Set exercise:
Please copy the listing word for word, starting at the line that contains "Expected: one pin per instance of the blue" and ending with its final line.

Dataset extract:
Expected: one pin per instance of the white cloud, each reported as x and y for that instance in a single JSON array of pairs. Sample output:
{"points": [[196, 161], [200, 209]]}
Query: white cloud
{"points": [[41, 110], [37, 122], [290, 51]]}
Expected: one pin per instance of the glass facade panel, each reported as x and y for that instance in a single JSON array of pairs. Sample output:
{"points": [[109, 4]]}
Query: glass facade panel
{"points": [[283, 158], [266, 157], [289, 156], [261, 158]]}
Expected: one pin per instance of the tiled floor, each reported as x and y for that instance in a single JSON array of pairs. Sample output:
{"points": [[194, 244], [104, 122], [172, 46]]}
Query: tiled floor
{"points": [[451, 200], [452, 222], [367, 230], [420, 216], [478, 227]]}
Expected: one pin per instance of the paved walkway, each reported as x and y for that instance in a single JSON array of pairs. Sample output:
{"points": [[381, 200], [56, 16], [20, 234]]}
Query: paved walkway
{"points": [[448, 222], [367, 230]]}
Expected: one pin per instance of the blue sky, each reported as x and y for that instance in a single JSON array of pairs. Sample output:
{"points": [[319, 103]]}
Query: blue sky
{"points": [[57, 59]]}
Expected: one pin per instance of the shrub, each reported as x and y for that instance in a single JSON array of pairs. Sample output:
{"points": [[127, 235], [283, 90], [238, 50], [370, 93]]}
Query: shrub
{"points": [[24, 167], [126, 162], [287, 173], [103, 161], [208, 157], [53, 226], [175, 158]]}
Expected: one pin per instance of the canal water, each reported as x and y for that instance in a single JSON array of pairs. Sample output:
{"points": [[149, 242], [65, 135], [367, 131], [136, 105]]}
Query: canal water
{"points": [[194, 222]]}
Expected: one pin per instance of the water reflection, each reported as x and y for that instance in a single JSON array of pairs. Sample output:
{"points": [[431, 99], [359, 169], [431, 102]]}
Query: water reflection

Reply:
Expected: one pin per instance of the blue sky, each reported as x and y for that instance in a single JSON array of pairs. Sample output:
{"points": [[319, 103]]}
Query: blue sky
{"points": [[57, 59]]}
Expected: one pin per instance of the shrub, each reported as x and y for that instance in a single JSON array of pairs. Sample output:
{"points": [[127, 235], [283, 90], [238, 50], [370, 93]]}
Query: shrub
{"points": [[24, 167], [126, 162], [287, 173], [103, 161], [208, 157], [53, 226], [175, 158]]}
Expected: one pin per instance of the canal water, each reported as x and y for that instance in a single JSON array of pairs. Sample output:
{"points": [[149, 242], [65, 135], [367, 131], [136, 105]]}
Query: canal water
{"points": [[194, 222]]}
Expected: one pin per instance of the water reflection, each reported as x and y for that instance in a single JSON array of pairs. Sample output:
{"points": [[431, 99], [359, 169], [431, 102]]}
Query: water reflection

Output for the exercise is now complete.